Segment Start: Page extract

Turkey’s first stage actress commemorated

Turkey’s first stage actress commemorated

ANKARA - Anadolu Agency
Turkey’s first stage actress commemorated

Theater enthusiasts across Turkey commemorated the life of Afife Jale, the first Turkish Muslim stage actress in Turkish theater, 78 years after she passed away.

Born in 1902 in Istanbul’s Kadıköy district, Afife adopted the stage name “Jale,” leading to her recognition as Afife Jale in her later career.

Darulbedayi, known today as the Istanbul State Theater, would during this period only allow Muslim women to act for exclusively female audiences, as they were would not traditionally allowed to take on theater roles.

Jale and four other female students were accepted to Darulbedayi as interns in 1918. Jale and Refika Özbayer were the only ones to remain while the others quit due to the unpromising odds of a Muslim woman becoming an actress. At the end of the year, Özbayer was employed as prompter, while Afife became an intern actress.

When actress Eliza Binemeciyan departed from the theater in the days prior to the premier of Hüseyin Suat’s play “Yamalar” (Patches) on April 13, 1920, the managers of Darulbedayi decided to hand the role to Afife.

Segment End: Page extract
Segment Start: Information provided

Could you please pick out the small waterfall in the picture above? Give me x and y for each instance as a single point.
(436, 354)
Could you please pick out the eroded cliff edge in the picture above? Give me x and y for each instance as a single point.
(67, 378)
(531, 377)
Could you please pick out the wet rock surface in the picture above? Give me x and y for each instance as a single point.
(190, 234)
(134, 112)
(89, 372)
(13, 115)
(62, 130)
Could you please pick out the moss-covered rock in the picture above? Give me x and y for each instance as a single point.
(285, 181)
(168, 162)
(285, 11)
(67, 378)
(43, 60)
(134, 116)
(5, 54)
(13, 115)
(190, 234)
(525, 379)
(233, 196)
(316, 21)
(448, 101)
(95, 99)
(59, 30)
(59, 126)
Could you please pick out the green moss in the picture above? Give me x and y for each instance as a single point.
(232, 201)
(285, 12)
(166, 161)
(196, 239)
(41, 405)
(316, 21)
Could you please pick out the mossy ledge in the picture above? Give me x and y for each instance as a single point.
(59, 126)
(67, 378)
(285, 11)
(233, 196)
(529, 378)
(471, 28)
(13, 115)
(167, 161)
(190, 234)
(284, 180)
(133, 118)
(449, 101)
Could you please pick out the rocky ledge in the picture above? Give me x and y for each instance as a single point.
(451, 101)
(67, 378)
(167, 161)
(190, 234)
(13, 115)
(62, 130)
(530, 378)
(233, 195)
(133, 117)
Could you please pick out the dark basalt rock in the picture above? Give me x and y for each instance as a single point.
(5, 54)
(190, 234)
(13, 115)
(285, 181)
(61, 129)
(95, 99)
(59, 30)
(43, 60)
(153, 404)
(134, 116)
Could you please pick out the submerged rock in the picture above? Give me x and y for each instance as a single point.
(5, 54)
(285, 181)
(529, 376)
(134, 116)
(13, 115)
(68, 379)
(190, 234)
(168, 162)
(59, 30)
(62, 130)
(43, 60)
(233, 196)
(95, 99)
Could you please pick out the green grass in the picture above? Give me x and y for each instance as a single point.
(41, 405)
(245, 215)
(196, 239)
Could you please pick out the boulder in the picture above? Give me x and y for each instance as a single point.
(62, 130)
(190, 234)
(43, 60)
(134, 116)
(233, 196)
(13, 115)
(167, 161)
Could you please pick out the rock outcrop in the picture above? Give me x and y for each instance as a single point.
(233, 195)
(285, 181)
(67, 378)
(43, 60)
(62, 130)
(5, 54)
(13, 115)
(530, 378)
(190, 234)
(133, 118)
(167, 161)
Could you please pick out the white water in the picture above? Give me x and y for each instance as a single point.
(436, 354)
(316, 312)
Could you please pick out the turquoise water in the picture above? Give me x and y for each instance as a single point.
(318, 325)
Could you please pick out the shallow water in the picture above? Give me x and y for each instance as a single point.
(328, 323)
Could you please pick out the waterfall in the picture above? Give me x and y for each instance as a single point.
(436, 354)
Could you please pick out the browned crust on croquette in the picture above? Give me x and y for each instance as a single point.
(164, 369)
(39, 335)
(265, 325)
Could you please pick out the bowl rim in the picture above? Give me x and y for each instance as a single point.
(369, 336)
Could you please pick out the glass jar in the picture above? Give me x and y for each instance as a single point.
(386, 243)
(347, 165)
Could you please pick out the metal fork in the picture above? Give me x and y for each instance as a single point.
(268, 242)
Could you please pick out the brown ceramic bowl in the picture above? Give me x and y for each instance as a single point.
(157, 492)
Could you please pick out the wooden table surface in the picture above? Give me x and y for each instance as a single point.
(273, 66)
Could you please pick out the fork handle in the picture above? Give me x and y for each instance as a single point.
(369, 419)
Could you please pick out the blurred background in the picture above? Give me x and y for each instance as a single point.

Segment End: Information provided

§ **List of tasks**:
1: According to the article on Afife Jale, in what year and in which district was she born?
2: Decide whether each statement agrees with the article on Afife Jale, and support each yes or no with the deciding words from the article. (a) Afife and Refika Özbayer were the only two students who stayed on at Darulbedayi. (b) At the end of the year, Özbayer became an intern actress. (c) Darulbedayi is known today as the Istanbul State Theater.
3: Set down word for word everything in the article on Afife Jale from "ANKARA - Anadolu" down to "on theater roles.".
The entries have no connection to the article on Afife Jale.

§ **Response list**:
1: She was born in 1902 in Istanbul's Kadıköy district.

2:
(a) Yes: "Jale and Refika Özbayer were the only ones to remain while the others quit"
(b) No: "Özbayer was employed as prompter, while Afife became an intern actress."
(c) Yes: "Darulbedayi, known today as the Istanbul State Theater"

3:
ANKARA - Anadolu Agency
Turkey’s first stage actress commemorated

Theater enthusiasts across Turkey commemorated the life of Afife Jale, the first Turkish Muslim stage actress in Turkish theater, 78 years after she passed away.

Born in 1902 in Istanbul’s Kadıköy district, Afife adopted the stage name “Jale,” leading to her recognition as Afife Jale in her later career.

Darulbedayi, known today as the Istanbul State Theater, would during this period only allow Muslim women to act for exclusively female audiences, as they were would not traditionally allowed to take on theater roles.